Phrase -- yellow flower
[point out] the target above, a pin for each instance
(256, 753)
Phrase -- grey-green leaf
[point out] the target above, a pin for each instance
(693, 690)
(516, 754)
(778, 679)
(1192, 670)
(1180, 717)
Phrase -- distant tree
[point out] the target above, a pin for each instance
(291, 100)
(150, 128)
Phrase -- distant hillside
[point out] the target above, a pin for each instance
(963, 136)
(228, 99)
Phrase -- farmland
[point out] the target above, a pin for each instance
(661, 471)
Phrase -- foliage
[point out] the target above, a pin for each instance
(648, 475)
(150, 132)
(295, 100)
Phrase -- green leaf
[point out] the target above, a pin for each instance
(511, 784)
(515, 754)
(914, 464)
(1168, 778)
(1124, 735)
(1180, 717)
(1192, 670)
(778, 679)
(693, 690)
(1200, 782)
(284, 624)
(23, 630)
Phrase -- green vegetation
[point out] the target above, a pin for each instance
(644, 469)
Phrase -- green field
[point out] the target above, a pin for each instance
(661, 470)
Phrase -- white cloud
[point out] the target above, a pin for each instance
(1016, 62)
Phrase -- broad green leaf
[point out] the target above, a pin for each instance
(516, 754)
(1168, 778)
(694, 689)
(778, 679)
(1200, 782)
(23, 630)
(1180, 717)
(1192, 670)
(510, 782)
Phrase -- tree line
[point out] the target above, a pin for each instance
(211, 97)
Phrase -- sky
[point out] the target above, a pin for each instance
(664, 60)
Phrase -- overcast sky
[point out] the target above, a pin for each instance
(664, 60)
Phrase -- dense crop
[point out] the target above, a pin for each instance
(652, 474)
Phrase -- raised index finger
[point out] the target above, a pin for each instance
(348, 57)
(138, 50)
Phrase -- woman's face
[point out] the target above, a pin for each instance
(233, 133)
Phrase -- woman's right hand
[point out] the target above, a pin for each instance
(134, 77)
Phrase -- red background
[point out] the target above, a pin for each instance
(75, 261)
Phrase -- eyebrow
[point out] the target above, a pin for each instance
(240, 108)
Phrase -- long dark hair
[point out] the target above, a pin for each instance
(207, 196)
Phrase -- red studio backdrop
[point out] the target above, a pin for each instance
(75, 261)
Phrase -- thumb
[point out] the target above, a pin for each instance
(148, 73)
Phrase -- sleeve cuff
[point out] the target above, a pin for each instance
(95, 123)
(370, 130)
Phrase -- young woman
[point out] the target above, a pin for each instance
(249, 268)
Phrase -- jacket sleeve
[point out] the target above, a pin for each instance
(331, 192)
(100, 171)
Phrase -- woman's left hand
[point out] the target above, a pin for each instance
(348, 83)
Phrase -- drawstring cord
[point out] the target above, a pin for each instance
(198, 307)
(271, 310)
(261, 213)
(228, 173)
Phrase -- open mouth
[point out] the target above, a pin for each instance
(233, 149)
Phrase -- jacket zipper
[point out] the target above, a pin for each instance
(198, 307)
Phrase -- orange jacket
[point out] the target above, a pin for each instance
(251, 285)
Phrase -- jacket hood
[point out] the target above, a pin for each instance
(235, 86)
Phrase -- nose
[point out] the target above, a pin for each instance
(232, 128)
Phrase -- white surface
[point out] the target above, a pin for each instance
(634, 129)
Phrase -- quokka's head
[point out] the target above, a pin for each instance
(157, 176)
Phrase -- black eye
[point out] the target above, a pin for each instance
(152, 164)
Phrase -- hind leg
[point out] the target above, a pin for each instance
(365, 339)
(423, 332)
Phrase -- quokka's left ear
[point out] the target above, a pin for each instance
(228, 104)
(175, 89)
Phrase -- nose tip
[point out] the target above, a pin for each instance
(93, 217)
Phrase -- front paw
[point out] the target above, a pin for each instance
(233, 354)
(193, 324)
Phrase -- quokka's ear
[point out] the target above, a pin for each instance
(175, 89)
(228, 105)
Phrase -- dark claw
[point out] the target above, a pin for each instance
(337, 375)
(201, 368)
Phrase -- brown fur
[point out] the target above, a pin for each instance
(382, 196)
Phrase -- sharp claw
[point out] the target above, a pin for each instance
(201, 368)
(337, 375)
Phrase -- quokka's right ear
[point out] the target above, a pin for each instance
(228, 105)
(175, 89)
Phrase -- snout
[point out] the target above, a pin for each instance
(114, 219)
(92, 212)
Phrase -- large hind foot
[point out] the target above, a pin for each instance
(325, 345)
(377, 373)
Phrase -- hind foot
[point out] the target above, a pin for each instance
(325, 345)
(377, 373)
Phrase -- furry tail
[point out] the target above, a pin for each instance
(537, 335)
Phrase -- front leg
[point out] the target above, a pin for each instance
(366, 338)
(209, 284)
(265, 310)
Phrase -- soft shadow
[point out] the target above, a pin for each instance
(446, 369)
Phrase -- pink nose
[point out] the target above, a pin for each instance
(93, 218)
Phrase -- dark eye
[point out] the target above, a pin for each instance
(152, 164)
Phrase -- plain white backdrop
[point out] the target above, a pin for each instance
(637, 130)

■ Problem details:
Reproduce every row above, substituting "one pin per instance" for "a pin for each instance" wherever it occurs and leaving all other text unchanged.

■ Answer in full:
Phrase -- yellow flower
[point out] the target above, one pin per instance
(256, 753)
Phrase -- grey-green leaf
[point out] the target above, one pin per instance
(693, 690)
(516, 754)
(778, 679)
(1192, 670)
(1180, 717)
Phrase -- distant tree
[point out] the target above, one pin per instance
(291, 100)
(150, 128)
Phrase -- distant hillside
[point out] the target above, one pin per instance
(963, 136)
(228, 99)
Phrase -- farmland
[point out] the target above, one pin per instance
(661, 471)
Phrase -- foliage
[point out] the target above, one pin per instance
(648, 475)
(150, 132)
(295, 100)
Phrase -- green leaf
[point out] the target above, one pin per instance
(511, 784)
(515, 754)
(914, 464)
(1168, 778)
(1124, 735)
(1180, 717)
(1192, 670)
(778, 679)
(693, 690)
(1200, 782)
(284, 624)
(23, 630)
Phrase -- green vegetation
[point out] the target above, one pin per instance
(644, 469)
Phrase -- green field
[point out] the target above, one pin per instance
(661, 470)
Phrase -- white cloud
[point out] the target above, one pin per instance
(1016, 62)
Phrase -- broad green leaf
[point out] the target above, one pin per instance
(516, 754)
(1168, 778)
(694, 689)
(778, 679)
(1200, 782)
(23, 630)
(1180, 717)
(1192, 670)
(510, 782)
Phrase -- tree line
[point out] the target above, one pin per instance
(211, 97)
Phrase -- sky
[point out] the target above, one pin per instance
(664, 60)
Phrase -- overcast sky
[point out] the target above, one pin per instance
(664, 60)
Phrase -- dense crop
[point out] the target above, one pin per instance
(652, 474)
Phrase -- raised index finger
[point out] the target above, one pin per instance
(348, 57)
(138, 50)
Phrase -- woman's face
[point out] the target above, one pin per instance
(233, 133)
Phrase -- woman's right hand
[point out] the target above, one pin per instance
(134, 77)
Phrase -- red background
[point out] the target above, one pin per instance
(75, 261)
Phrase -- eyebrow
[point out] the target above, one pin per instance
(240, 108)
Phrase -- long dark hair
[point out] the target above, one pin per instance
(207, 196)
Phrase -- red studio backdrop
[point out] the target above, one pin per instance
(75, 261)
Phrase -- thumb
[point out] the target above, one pin per instance
(148, 73)
Phrase -- sleeve cuff
[point out] the target above, one pin per instance
(95, 123)
(370, 130)
Phrase -- young woman
[point out] the target above, one pin per instance
(249, 268)
Phrase -- jacket sleeve
[point out] the target above, one pin per instance
(331, 192)
(100, 171)
Phrase -- woman's left hand
[point out] the target above, one pin per instance
(348, 83)
Phrase -- drawstring cord
[point out] the target above, one pin per instance
(198, 307)
(271, 310)
(261, 213)
(228, 173)
Phrase -- open mouth
[point out] the target above, one pin per instance
(233, 149)
Phrase -- jacket zipper
[point out] the target above, one pin per instance
(198, 307)
Phrase -- orange jacket
[point out] the target above, one pin per instance
(251, 285)
Phrase -- jacket hood
[point out] the target above, one pin per instance
(235, 86)
Phrase -- nose
[point out] the target above, one pin per instance
(232, 128)
Phrase -- white surface
[point out] the target above, one pin per instance
(634, 129)
Phrase -- quokka's head
[point out] the target above, one pin per instance
(157, 176)
Phrase -- black eye
[point out] the target above, one pin per instance
(152, 164)
Phrase -- hind leg
[point out] the target above, one pin per instance
(365, 339)
(423, 332)
Phrase -- quokka's left ear
[point out] the target above, one pin per instance
(228, 104)
(175, 89)
Phrase -- nose tip
[point out] the target above, one pin per instance
(93, 217)
Phrase -- front paw
[point out] the target above, one pin per instance
(233, 354)
(193, 324)
Phrase -- quokka's ear
[point out] the target above, one pin per instance
(175, 89)
(228, 105)
Phrase -- dark claw
[point out] the target above, one pin per instance
(337, 375)
(201, 368)
Phrase -- brown fur
[point out] the target above, one pin per instance
(382, 196)
Phrase -- sharp claw
[point out] the target above, one pin per instance
(201, 368)
(337, 375)
Phrase -- quokka's right ear
[point out] the target above, one pin per instance
(228, 105)
(175, 89)
Phrase -- snout
[point out] the target above, one pin per instance
(114, 219)
(92, 212)
Phrase -- large hind foot
[point out] the target above, one pin per instance
(325, 345)
(377, 373)
Phrase -- hind foot
[point out] the target above, one pin per instance
(325, 345)
(377, 373)
Phrase -- furry tail
[point out] the target above, one pin per instance
(537, 335)
Phrase -- front leg
[point out] the target above, one pin per instance
(366, 338)
(209, 284)
(265, 310)
Phrase -- soft shadow
[point out] the target above, one pin per instance
(446, 369)
Phrase -- pink nose
[point out] the target above, one pin per instance
(93, 218)
Phrase -- dark eye
[point out] the target above, one pin per instance
(152, 164)
Phrase -- plain white backdrop
[point out] the target above, one pin per instance
(637, 130)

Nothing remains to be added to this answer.